[Coordinate annotation entries]
····················
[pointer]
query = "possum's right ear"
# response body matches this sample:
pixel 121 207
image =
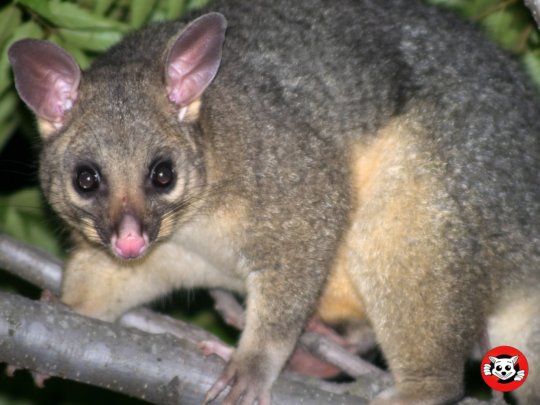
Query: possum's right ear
pixel 193 60
pixel 47 79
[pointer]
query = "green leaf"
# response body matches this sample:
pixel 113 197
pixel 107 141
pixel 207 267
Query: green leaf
pixel 532 65
pixel 500 25
pixel 73 50
pixel 40 7
pixel 10 19
pixel 175 8
pixel 195 4
pixel 102 6
pixel 140 10
pixel 89 40
pixel 22 216
pixel 68 15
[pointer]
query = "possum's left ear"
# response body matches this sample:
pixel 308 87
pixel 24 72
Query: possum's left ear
pixel 47 79
pixel 193 60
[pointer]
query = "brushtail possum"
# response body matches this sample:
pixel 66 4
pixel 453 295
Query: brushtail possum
pixel 363 159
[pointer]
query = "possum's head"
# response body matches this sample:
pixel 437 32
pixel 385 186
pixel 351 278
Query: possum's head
pixel 504 367
pixel 122 160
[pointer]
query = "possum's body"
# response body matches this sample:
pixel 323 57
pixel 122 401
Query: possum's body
pixel 374 160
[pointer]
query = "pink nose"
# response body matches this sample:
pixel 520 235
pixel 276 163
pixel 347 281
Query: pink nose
pixel 129 242
pixel 130 247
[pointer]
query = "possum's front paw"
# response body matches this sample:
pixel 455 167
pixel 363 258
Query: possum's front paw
pixel 249 381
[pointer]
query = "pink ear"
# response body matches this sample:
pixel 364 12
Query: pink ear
pixel 194 58
pixel 46 76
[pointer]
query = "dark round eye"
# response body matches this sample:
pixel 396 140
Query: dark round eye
pixel 163 175
pixel 87 179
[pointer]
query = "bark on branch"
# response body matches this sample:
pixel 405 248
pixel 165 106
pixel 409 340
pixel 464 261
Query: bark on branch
pixel 159 361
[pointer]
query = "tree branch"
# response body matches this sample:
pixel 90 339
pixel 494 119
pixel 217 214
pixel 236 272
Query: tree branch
pixel 149 363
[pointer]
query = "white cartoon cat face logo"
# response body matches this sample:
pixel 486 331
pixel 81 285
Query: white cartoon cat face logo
pixel 504 368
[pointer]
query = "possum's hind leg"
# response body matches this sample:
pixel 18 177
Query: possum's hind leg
pixel 516 323
pixel 409 256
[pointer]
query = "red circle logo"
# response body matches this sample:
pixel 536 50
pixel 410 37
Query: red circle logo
pixel 504 368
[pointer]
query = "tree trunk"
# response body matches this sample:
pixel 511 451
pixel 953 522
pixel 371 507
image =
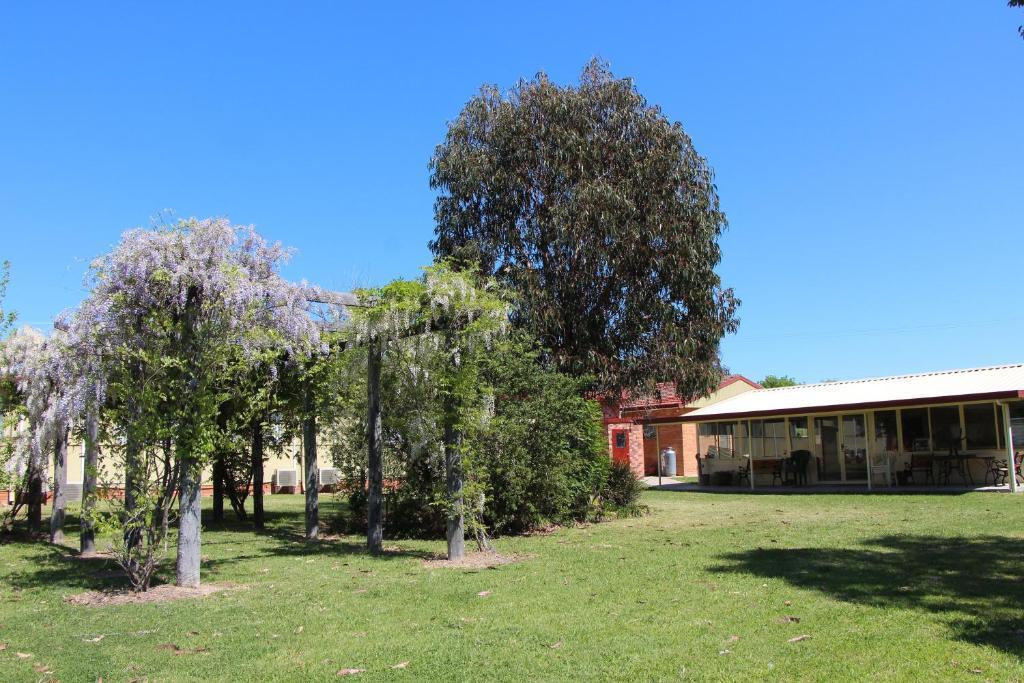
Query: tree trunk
pixel 87 539
pixel 375 520
pixel 59 477
pixel 218 487
pixel 133 532
pixel 34 483
pixel 257 456
pixel 453 480
pixel 189 524
pixel 310 464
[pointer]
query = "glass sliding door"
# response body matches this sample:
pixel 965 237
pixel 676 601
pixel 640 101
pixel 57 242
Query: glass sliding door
pixel 841 444
pixel 826 446
pixel 854 446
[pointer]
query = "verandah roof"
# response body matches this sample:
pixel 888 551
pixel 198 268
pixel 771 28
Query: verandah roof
pixel 949 386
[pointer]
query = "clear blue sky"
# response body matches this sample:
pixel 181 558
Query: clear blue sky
pixel 868 154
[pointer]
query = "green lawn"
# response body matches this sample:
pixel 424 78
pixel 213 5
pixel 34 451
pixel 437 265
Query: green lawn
pixel 708 587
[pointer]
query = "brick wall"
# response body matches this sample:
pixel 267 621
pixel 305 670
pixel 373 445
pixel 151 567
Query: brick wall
pixel 636 443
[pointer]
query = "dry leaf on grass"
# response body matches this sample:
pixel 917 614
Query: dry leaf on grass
pixel 181 650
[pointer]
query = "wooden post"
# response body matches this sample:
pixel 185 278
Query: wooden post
pixel 375 528
pixel 189 523
pixel 257 465
pixel 309 462
pixel 133 535
pixel 1011 465
pixel 218 487
pixel 453 471
pixel 87 537
pixel 59 476
pixel 34 481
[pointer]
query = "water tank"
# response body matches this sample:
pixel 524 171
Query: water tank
pixel 669 462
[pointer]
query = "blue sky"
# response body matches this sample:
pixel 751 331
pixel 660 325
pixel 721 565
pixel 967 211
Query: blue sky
pixel 867 154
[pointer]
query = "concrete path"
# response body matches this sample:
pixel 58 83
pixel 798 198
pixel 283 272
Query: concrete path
pixel 668 483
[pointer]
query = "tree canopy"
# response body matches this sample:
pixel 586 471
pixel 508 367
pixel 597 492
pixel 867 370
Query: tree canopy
pixel 597 211
pixel 775 381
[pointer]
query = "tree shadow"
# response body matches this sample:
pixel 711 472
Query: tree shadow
pixel 975 584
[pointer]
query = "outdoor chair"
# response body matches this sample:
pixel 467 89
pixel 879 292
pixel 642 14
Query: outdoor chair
pixel 799 460
pixel 743 473
pixel 1000 472
pixel 921 464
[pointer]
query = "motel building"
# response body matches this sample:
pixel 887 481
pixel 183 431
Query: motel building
pixel 958 428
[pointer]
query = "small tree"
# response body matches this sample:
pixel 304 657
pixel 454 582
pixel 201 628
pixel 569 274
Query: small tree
pixel 455 317
pixel 186 297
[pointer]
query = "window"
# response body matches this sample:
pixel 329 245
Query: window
pixel 800 438
pixel 768 438
pixel 708 439
pixel 885 431
pixel 946 431
pixel 726 445
pixel 915 433
pixel 979 426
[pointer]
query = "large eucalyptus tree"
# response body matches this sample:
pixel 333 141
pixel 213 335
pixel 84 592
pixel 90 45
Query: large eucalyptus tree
pixel 599 213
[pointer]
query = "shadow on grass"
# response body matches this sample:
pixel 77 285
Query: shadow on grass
pixel 975 584
pixel 283 537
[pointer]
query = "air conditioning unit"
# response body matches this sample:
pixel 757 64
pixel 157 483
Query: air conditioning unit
pixel 286 478
pixel 330 476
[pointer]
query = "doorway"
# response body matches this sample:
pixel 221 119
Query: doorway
pixel 841 442
pixel 621 445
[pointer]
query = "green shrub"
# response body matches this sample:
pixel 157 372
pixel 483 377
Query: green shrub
pixel 623 487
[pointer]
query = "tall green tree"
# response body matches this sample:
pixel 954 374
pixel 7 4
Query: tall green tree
pixel 598 212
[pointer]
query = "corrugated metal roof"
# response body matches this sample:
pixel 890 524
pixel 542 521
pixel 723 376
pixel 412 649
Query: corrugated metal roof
pixel 947 386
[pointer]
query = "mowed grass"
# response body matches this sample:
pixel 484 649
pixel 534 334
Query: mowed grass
pixel 708 587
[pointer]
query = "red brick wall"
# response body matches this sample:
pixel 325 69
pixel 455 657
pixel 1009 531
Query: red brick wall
pixel 689 457
pixel 636 443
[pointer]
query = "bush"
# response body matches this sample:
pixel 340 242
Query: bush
pixel 623 487
pixel 537 450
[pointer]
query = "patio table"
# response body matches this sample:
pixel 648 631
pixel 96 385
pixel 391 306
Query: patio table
pixel 958 461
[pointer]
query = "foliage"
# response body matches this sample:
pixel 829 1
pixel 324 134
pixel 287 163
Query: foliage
pixel 598 213
pixel 174 316
pixel 435 331
pixel 534 449
pixel 776 381
pixel 624 487
pixel 544 455
pixel 32 393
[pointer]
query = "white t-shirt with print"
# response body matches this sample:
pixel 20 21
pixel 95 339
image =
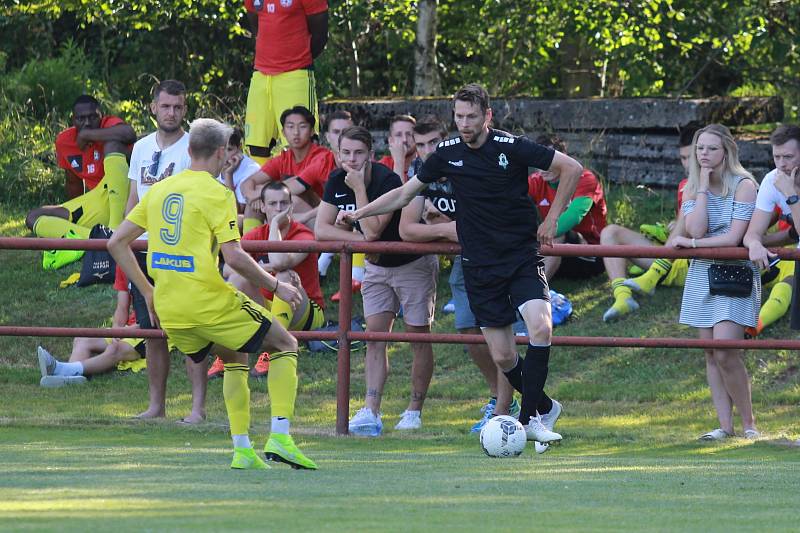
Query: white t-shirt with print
pixel 246 168
pixel 171 160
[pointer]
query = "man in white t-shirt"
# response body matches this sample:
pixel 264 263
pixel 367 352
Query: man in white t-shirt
pixel 156 157
pixel 238 167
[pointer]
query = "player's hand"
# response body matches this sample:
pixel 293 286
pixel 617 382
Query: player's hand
pixel 547 230
pixel 289 294
pixel 232 163
pixel 355 176
pixel 346 219
pixel 760 256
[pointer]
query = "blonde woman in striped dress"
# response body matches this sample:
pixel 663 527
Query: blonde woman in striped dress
pixel 718 202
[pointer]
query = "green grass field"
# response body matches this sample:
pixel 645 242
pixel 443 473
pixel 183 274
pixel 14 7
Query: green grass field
pixel 72 459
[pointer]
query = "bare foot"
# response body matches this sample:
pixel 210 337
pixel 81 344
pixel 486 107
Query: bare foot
pixel 151 413
pixel 193 418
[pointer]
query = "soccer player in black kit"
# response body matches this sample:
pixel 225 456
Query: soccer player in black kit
pixel 497 227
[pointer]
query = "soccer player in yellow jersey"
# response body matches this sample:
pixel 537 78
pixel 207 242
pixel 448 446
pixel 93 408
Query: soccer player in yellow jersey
pixel 190 217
····················
→ Exercise objective: Count the lines above that contain the string "branch", treating uppercase and lowercase as distinct, and give only the number.

→ Answer: 4